→ What you will do:
1 - In the forum post about pandas misreading European dates from Excel, which argument did the poster include with to_datetime() as a workaround?
2 - Write the next part of the forum post about pandas misreading European dates from Excel, picking up after its final sentence.

→ Extract:
Reputation: 81
In the line of the following question, which doesn't seem to have an answer yet.
Read dates from excel to Pandas Dataframe
On European machines Pandas has a confusing bug while parsing dates from an Excelsheet with a european format (dd-mm-yyyy). Dates with a day number from 1-12 will automatically be converted to the american standard (mm-dd-yyyy) while dates with a day number > 12 are parsed in a European way (dd-mm-yyyy). This obviously leads to problems.
There is always a solution to post process the dates and switch them around if both 'day' and 'month' are < 13, but that doesn't seem to be the way it suppose to work. Has anyone found a better solution? Thanks in advance!
python: '3.4.3 |Anaconda 2.1.0 (x86_64)| (default, Oct 20 2015, 14:27:51) \n[GCC 4.2.1 (Apple Inc. build 5577)]
Pandas: '0.17.0'
EDIT 17 nov 2015
Found a workaround/solution myself: included dayfirst=True with to_datetime()
It still seems like a bug to me. I added a simplified version of my code to give some more context. The script reads an excelsheet with personal data and converts to create a new sheet that can be used for server upload. The input can vary quite a lot, but I simplified the example.

(Stored items)
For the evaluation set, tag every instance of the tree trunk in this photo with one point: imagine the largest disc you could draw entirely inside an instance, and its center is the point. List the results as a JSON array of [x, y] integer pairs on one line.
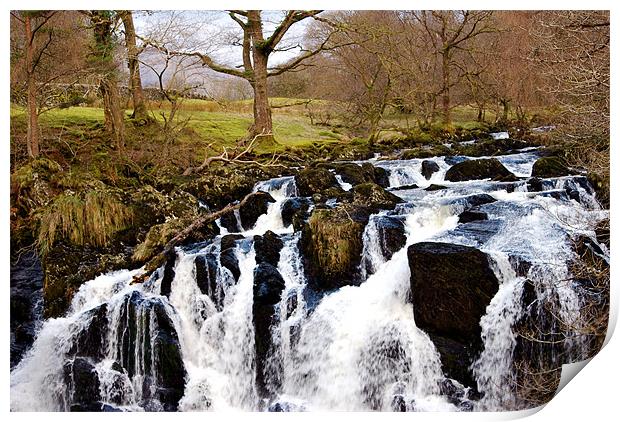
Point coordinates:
[[32, 137], [114, 123], [135, 82], [445, 99], [262, 125]]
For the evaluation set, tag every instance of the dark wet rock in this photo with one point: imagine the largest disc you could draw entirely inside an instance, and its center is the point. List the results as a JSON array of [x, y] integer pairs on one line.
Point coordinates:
[[268, 248], [91, 340], [206, 279], [374, 196], [534, 184], [382, 176], [403, 187], [331, 245], [25, 303], [295, 212], [435, 187], [472, 215], [229, 222], [255, 206], [228, 256], [429, 168], [315, 180], [391, 235], [550, 167], [166, 282], [82, 383], [158, 341], [268, 287], [451, 286], [486, 168]]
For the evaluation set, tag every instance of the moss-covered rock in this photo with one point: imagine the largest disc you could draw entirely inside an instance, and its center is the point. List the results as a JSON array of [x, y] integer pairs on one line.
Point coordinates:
[[374, 196], [486, 168], [315, 180], [550, 167], [332, 246]]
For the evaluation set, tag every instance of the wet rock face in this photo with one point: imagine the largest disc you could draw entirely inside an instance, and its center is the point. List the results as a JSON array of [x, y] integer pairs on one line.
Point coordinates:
[[315, 180], [82, 384], [255, 206], [268, 247], [268, 287], [429, 168], [295, 212], [25, 306], [228, 257], [487, 168], [550, 167], [332, 246], [451, 286], [375, 197], [391, 234]]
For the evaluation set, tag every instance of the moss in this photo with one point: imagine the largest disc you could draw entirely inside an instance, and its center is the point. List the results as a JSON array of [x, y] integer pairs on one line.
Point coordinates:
[[92, 218]]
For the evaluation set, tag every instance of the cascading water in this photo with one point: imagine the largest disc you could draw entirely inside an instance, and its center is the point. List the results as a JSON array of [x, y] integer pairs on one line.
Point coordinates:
[[353, 348]]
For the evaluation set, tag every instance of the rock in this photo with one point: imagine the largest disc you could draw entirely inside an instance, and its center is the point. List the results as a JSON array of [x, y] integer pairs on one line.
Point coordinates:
[[331, 245], [82, 383], [550, 167], [295, 212], [206, 279], [391, 235], [146, 327], [433, 187], [315, 180], [255, 206], [268, 287], [486, 168], [404, 187], [228, 256], [382, 176], [166, 282], [229, 222], [428, 168], [534, 184], [451, 287], [374, 196], [268, 248], [91, 340], [25, 304], [472, 215]]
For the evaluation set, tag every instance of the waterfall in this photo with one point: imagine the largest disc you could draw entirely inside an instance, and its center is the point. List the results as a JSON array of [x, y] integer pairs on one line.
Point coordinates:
[[354, 348]]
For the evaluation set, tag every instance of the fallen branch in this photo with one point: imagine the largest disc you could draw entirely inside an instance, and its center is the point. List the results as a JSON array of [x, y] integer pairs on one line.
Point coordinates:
[[200, 222], [225, 157]]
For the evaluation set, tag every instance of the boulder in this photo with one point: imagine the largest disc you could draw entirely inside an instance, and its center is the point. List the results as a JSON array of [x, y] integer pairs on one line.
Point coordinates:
[[268, 248], [550, 167], [268, 287], [472, 215], [485, 168], [295, 211], [315, 180], [228, 255], [82, 383], [332, 245], [391, 235], [255, 206], [206, 279], [451, 287], [428, 168], [375, 197], [91, 340]]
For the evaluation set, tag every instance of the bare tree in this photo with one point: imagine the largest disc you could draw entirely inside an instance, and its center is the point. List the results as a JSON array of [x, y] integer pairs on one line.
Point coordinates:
[[257, 47], [140, 112], [450, 32]]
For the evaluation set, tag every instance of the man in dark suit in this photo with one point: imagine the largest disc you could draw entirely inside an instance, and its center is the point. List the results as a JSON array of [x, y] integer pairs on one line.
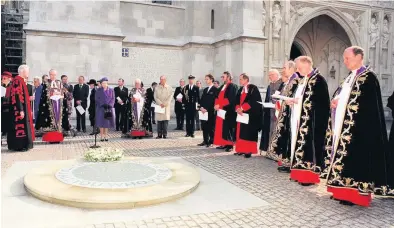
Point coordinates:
[[80, 94], [207, 102], [191, 98], [179, 107], [121, 92], [92, 105], [150, 92]]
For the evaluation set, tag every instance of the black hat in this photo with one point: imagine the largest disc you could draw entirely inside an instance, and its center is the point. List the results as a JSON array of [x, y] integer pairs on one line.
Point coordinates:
[[92, 81]]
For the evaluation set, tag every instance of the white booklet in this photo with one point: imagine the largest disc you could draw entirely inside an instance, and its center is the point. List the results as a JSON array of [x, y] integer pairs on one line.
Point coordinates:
[[244, 118], [80, 109], [267, 105], [3, 90], [221, 113], [159, 109], [280, 97], [203, 116]]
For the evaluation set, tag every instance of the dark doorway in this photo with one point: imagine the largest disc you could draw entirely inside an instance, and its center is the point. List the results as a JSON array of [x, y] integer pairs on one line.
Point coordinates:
[[295, 52]]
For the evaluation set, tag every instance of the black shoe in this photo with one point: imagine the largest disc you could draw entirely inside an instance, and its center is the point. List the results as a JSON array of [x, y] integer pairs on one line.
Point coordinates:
[[229, 149], [284, 169], [347, 203]]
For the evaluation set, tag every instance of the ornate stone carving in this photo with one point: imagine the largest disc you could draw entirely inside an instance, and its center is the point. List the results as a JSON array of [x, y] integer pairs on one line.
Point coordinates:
[[373, 31], [385, 31], [276, 19], [354, 16]]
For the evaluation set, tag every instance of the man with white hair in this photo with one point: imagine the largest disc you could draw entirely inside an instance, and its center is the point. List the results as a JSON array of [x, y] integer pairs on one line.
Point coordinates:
[[37, 96], [50, 114], [269, 118], [359, 160], [279, 147], [21, 133], [309, 118]]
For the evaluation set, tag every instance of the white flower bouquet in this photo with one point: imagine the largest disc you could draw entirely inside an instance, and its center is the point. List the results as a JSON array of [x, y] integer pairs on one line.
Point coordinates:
[[103, 155]]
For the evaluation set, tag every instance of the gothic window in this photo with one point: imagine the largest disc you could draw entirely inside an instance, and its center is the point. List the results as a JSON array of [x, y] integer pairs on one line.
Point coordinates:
[[163, 2], [212, 19]]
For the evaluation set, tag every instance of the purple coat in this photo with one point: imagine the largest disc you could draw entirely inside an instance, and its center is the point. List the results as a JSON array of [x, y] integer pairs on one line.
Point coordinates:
[[104, 98]]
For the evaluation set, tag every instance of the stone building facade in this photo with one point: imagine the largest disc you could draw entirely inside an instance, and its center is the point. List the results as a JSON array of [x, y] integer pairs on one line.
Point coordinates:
[[131, 39]]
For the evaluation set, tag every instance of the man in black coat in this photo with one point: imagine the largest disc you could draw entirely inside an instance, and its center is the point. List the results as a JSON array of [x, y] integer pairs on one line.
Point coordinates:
[[123, 93], [190, 99], [80, 94], [207, 103], [92, 105], [150, 92], [179, 106]]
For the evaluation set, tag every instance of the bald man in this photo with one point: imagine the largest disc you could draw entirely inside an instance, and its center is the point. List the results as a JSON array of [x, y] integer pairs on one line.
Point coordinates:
[[358, 160], [310, 110], [269, 118], [279, 148]]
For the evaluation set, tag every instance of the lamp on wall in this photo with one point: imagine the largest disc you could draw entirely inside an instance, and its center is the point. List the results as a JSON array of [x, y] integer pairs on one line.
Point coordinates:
[[332, 72]]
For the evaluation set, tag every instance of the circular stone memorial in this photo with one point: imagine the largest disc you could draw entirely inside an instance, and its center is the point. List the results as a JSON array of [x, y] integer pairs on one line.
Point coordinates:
[[131, 183]]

→ Answers to the problems:
1 - dayfirst=True

2 -
Added my solution in the code and let it make 2 date outputs: one with and one without dayfirst=True
Ran the code on two different excel sheets. One had no problem at all (the xlsx file, example 2) and the other (xls, example 1) had a difference between the columns. It seems like pandas correctly recognizes day and month, but has difficulty creating a string from a date and mixes up the order automatically in ipython output.
Final list for xls file, see the problem with Name 4
Final list for xlsx file, no problem with name 3
# Module for test list
path = "xxxx"
namefile = "testlist 1.xls"
#namefile = "testlist 2.xlsx"
schoolnaam = 'schoolname'
BRIN = 'XXXX'
meetperiode = 'MPX'
meetjaar = '20xx/20xx'
os.chdir(path)
df = pd.DataFrame()
df = pd.read_excel(namefile,0, header = None, parse_dates = True)
df1 = pd.DataFrame()
df1 = df
df1.columns = ['Leerlingnummer', 'Achternaam', 'Geslacht', 'Blank', 'Leerjaar', 'Gebdatum']
df1 = df1[['Leerlingnummer', 'Achternaam', 'Geslacht', 'Gebdatum']]
# Sheet Leerling
df1.loc[df1['Leerlingnummer'].str.contains('Groep|/|A|B|C|D|E|F|G|H|I|J', na=False), 'Naam groep'] = df1.Leerlingnummer
df1['Naam groep'] = df1['Naam groep'].ffill()
df1.dropna(thresh=5, inplace = True)
df1['Achternaam'] = df1['Achternaam'].str.strip()
df1['Geslacht'] = df1['Geslacht'].str.strip().str.upper()
df1['Naam groep'] = df1['Naam groep'].str.strip()
df1['Voornaam'] = np.nan
df1['Tussenvoegsel'] = np.nan
df1['Geboortedatum']= pd.to_datetime(df1.Gebdatum).apply(lambda x: x.strftime('%d-%m-%Y'))
df1['Geboortedatum2']= pd.to_datetime(df1.Gebdatum, dayfirst=True).apply(lambda x: x.strftime('%d-%m-%Y'))
dfLeerling = df1[['Achternaam','Voornaam','Tussenvoegsel','Geslacht','Geboortedatum','Geboortedatum2','Naam groep']]
# Sheet Groep
gb = df1.groupby('Naam groep')
klaslijst = list(gb.groups)
klaslijst.sort()
dfGroep = pd.DataFrame(data = klaslijst, columns=['Naam groep'])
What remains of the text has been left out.